## SET PROBLEM
Exactly as given, write out the lines from the one containing "the stone pedestal" through the end of the listing, with both ends included and nothing else.

## PROVIDED MATERIAL
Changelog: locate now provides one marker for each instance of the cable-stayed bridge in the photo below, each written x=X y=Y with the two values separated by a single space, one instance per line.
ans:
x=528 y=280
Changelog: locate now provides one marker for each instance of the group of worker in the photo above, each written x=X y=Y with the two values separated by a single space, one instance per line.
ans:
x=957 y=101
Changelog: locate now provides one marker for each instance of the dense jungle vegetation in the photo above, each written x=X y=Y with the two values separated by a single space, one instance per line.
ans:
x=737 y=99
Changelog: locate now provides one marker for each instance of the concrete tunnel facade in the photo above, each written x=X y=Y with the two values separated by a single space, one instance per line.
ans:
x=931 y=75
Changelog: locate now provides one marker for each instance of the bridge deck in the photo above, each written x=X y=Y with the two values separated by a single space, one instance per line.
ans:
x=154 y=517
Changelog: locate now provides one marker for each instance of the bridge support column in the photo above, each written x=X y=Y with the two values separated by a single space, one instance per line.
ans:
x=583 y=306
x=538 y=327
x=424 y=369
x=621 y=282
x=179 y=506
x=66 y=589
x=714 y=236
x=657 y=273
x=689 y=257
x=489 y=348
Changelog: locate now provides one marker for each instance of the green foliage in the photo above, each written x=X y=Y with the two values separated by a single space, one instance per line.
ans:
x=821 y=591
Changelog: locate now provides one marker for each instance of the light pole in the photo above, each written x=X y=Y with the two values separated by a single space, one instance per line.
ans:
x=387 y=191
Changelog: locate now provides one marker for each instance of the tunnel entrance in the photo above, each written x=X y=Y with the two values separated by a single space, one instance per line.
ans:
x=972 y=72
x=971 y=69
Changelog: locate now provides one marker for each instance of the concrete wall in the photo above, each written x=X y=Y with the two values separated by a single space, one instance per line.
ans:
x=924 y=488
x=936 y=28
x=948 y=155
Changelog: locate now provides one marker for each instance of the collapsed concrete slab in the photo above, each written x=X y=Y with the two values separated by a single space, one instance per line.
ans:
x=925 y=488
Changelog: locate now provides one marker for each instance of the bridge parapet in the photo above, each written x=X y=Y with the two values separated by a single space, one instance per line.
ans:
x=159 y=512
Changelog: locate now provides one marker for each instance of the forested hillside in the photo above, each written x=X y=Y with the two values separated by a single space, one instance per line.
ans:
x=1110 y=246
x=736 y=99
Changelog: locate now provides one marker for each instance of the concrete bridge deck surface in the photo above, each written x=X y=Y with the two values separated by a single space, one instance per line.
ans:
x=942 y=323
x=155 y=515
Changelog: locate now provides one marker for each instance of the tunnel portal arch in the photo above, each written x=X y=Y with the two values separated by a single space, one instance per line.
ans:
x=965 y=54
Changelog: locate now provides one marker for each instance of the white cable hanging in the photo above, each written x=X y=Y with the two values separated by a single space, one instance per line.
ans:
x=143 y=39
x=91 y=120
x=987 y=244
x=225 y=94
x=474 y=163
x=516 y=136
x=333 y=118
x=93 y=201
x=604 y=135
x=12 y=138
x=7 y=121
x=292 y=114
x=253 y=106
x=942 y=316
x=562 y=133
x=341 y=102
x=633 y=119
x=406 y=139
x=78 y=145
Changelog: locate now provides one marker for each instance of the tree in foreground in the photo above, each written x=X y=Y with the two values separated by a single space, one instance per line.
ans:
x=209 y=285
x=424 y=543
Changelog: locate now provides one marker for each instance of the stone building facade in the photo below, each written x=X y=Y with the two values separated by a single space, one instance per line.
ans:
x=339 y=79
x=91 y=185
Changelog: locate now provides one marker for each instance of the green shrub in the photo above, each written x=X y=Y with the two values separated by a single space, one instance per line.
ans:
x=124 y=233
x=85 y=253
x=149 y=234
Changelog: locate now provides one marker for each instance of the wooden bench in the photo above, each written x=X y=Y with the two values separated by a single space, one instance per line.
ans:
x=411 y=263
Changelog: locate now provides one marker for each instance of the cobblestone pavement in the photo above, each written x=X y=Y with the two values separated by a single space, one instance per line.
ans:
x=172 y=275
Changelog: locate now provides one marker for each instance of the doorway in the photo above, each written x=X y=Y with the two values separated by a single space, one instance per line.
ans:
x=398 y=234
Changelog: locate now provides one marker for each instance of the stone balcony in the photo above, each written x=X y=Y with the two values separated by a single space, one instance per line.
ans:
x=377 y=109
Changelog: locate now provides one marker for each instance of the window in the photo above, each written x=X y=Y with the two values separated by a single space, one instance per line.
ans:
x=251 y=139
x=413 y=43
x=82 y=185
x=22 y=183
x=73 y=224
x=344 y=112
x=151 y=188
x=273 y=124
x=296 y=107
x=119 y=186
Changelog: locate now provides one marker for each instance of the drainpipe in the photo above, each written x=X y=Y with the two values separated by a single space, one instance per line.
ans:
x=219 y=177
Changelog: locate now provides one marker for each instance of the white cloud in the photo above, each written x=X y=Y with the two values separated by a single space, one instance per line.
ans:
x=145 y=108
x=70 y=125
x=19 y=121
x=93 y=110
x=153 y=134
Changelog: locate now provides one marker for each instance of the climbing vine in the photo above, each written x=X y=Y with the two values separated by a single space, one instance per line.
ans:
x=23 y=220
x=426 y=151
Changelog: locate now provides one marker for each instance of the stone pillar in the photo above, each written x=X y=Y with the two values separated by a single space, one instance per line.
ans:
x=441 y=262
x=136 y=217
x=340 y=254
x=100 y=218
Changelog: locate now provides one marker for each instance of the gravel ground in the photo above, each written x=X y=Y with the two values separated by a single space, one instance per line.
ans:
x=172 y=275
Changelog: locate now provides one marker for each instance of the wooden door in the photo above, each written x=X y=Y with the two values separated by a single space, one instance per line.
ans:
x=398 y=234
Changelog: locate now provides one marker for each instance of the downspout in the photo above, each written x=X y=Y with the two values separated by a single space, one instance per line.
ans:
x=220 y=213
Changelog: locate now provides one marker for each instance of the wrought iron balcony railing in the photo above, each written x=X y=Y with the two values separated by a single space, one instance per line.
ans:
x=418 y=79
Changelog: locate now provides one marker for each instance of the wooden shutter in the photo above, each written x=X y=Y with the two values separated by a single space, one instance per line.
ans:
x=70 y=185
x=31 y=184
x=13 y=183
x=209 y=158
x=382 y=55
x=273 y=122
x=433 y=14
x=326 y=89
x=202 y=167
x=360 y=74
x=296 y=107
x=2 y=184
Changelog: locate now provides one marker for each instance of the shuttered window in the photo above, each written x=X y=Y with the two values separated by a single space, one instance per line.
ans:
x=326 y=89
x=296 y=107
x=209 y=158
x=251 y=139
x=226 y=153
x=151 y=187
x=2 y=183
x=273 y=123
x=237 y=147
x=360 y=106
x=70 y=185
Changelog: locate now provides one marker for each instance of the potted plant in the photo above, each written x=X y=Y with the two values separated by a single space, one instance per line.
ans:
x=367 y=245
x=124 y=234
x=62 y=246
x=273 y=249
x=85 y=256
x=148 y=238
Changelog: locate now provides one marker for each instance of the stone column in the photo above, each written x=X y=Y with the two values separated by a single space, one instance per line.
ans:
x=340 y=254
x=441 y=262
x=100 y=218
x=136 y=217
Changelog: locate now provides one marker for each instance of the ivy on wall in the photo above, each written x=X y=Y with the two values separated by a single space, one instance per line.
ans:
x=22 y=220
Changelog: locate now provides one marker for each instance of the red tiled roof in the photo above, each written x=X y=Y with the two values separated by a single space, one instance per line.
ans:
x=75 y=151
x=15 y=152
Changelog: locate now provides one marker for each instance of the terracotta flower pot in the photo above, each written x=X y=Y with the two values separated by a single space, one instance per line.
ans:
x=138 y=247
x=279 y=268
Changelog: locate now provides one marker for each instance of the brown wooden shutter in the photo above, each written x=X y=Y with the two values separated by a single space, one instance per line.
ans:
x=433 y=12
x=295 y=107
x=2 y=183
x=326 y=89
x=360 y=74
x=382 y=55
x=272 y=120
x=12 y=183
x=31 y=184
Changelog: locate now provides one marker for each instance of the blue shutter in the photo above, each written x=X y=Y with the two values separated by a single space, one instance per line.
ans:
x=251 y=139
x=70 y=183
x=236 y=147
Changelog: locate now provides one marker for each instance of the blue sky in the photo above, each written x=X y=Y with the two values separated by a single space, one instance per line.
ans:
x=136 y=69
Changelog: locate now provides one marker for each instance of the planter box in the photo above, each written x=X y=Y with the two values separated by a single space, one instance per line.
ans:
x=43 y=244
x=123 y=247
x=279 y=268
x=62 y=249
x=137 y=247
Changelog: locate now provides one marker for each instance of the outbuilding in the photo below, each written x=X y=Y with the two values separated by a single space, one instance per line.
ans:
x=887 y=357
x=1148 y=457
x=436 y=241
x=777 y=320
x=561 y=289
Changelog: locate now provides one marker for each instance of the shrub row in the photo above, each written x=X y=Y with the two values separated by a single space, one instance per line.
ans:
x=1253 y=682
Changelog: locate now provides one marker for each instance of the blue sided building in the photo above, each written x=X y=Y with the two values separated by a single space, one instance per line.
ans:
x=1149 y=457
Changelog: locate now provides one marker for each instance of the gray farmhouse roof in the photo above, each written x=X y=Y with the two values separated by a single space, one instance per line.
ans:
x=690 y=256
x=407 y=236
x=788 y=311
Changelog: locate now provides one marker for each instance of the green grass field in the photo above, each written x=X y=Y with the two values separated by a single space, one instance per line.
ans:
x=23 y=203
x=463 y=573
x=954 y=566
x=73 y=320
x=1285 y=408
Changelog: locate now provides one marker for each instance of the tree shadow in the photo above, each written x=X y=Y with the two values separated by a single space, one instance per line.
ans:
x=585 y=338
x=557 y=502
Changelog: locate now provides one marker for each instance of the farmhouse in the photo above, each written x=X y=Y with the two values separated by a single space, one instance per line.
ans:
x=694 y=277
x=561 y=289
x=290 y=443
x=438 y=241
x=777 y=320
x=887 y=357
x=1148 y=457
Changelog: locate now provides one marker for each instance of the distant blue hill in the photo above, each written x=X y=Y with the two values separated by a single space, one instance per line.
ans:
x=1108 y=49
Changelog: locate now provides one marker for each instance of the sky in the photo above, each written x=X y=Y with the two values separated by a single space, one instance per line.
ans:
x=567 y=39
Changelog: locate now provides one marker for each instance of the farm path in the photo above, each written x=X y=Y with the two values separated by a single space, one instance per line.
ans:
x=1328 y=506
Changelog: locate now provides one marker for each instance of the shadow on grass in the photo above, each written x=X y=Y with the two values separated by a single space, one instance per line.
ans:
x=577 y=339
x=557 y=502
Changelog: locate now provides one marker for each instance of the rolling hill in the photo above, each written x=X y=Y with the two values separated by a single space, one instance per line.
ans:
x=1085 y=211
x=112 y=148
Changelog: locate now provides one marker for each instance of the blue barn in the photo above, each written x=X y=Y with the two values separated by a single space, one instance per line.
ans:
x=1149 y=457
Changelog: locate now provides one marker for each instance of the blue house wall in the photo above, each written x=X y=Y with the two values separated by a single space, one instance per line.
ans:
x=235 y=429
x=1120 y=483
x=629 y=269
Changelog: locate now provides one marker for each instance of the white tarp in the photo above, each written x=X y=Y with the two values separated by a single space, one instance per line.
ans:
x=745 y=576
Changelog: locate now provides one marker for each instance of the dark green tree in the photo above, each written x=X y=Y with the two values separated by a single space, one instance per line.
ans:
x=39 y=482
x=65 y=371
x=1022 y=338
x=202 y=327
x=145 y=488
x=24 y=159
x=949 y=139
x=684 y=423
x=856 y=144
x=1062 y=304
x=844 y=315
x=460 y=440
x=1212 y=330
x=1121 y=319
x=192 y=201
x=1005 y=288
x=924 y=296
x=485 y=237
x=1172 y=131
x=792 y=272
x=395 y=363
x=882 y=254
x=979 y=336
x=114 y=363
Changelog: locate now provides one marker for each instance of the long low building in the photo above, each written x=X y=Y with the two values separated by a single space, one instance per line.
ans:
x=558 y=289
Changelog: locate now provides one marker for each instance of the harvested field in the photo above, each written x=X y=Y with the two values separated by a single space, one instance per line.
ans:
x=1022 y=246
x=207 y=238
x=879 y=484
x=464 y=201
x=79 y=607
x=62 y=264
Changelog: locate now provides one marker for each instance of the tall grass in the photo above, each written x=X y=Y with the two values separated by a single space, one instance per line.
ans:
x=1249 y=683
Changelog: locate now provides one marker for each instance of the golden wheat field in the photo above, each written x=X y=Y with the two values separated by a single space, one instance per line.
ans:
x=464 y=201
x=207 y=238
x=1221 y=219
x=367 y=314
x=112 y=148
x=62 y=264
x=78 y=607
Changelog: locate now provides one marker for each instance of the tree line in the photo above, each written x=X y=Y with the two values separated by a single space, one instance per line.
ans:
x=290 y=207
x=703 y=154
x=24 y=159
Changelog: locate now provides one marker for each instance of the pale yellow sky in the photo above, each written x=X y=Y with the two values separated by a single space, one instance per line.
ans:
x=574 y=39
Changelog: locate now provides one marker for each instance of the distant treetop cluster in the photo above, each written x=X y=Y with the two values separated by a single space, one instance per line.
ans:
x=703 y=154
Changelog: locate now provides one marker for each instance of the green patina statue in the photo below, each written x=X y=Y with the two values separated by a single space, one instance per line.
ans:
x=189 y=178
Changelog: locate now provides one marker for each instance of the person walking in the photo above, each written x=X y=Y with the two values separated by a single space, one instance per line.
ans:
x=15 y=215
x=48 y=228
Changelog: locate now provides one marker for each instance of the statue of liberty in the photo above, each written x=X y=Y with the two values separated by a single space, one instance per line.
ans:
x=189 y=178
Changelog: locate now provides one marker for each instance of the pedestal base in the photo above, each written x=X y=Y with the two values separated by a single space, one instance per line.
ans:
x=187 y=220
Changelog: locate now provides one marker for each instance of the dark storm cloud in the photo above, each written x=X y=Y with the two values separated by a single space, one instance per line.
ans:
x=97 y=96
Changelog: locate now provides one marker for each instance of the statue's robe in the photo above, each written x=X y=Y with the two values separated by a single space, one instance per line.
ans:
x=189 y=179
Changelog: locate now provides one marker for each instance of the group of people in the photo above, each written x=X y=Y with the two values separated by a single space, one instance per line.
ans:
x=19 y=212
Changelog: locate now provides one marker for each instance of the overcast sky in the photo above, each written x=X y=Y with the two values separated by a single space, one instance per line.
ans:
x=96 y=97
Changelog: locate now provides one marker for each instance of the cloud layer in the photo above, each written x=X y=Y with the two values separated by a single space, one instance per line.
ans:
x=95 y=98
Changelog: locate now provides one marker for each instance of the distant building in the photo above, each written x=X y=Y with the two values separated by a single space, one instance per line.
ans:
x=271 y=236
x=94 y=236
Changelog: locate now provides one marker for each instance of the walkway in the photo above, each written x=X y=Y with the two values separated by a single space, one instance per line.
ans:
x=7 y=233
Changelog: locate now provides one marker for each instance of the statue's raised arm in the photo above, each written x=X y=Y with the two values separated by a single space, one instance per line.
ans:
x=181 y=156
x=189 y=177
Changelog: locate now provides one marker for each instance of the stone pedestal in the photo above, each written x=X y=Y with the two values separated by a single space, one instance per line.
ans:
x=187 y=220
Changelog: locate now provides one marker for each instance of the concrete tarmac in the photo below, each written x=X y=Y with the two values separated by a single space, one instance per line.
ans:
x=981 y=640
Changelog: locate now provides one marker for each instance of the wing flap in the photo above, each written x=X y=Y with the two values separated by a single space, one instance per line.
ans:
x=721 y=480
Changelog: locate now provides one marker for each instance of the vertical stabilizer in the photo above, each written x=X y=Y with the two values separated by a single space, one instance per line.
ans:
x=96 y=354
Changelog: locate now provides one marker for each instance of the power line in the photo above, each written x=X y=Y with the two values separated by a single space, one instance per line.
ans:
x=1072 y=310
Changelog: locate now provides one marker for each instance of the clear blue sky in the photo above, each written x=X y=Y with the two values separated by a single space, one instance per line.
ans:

## SOLUTION
Changelog: locate now provides one marker for each instance of the stone pedestal in the photo above, each written x=X y=Y with the two values separated by a single space, one instance per line.
ans:
x=187 y=220
Changelog: locate now provides one marker for each instance of the concrete tarmac in the photo below, each written x=X y=Y with the two values separated by a single space, one instance per line.
ans:
x=981 y=640
Changelog: locate now provides one marker for each instance of the wing flap in the photo above, each written x=X y=Y with the two values separated by a single space, one instance per line.
ans:
x=721 y=480
Changelog: locate now provides one marker for each instance of the vertical stabilizer in the photo above, each written x=X y=Y with the two values separated by a single space, one instance per line.
ans:
x=96 y=354
Changelog: locate now provides one marker for each instance of the power line in the photo above, each written x=X y=Y with the two values separated by a single space, one instance per line.
ans:
x=1072 y=310
Changelog: locate now provides one marker for each instance of the clear blue sky in the photo above, each written x=X y=Y with the two values separated by a single space, one instance per line.
ans:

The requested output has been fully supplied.